PROVIDED ENTRIES:
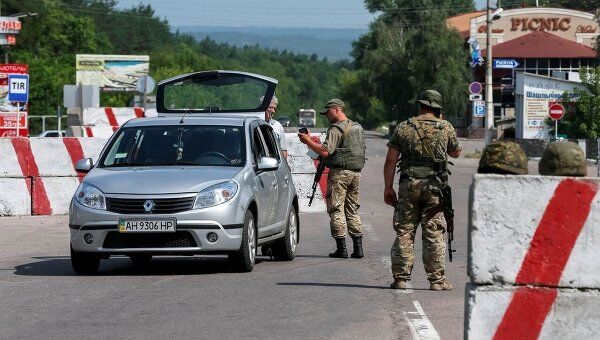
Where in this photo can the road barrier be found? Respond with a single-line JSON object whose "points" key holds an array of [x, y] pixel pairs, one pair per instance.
{"points": [[534, 243], [38, 177]]}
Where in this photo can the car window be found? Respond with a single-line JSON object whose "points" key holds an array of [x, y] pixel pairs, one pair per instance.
{"points": [[258, 147], [269, 137], [176, 145]]}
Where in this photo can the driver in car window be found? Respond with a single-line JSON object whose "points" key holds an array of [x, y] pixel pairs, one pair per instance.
{"points": [[277, 127]]}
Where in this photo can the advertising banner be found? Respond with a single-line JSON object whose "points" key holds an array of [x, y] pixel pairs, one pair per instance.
{"points": [[111, 72], [12, 112]]}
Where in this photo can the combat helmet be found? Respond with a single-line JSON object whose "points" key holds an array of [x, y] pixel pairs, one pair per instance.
{"points": [[503, 157], [563, 158]]}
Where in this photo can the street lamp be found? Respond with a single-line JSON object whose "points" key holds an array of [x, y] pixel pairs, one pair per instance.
{"points": [[489, 94]]}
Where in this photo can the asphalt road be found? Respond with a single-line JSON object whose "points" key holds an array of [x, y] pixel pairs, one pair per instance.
{"points": [[312, 297]]}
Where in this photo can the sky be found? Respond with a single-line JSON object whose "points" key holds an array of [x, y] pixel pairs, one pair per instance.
{"points": [[265, 13]]}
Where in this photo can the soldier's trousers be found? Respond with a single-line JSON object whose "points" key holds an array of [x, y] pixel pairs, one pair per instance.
{"points": [[342, 202], [416, 197]]}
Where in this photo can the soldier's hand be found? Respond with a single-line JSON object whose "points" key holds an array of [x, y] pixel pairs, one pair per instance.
{"points": [[389, 197]]}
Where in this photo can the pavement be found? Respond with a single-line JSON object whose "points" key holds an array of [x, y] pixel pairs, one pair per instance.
{"points": [[312, 297]]}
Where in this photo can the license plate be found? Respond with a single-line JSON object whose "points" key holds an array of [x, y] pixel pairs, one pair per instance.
{"points": [[147, 225]]}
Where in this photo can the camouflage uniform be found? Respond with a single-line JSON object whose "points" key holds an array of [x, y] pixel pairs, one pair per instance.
{"points": [[342, 191], [563, 158], [418, 194], [503, 157]]}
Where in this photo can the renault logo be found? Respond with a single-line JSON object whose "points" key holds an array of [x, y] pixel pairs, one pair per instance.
{"points": [[149, 206]]}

ASSIGNMENT: Exactly reproduce the lines of the entries above, from the one containing "Where in this photo can the renault" to the very last, and no others.

SOLUTION BELOW:
Where in this photo can the renault logo be found? Respond with a single-line JSON object whose "points" key holds an array of [x, y] pixel pairs, one pair per instance.
{"points": [[149, 206]]}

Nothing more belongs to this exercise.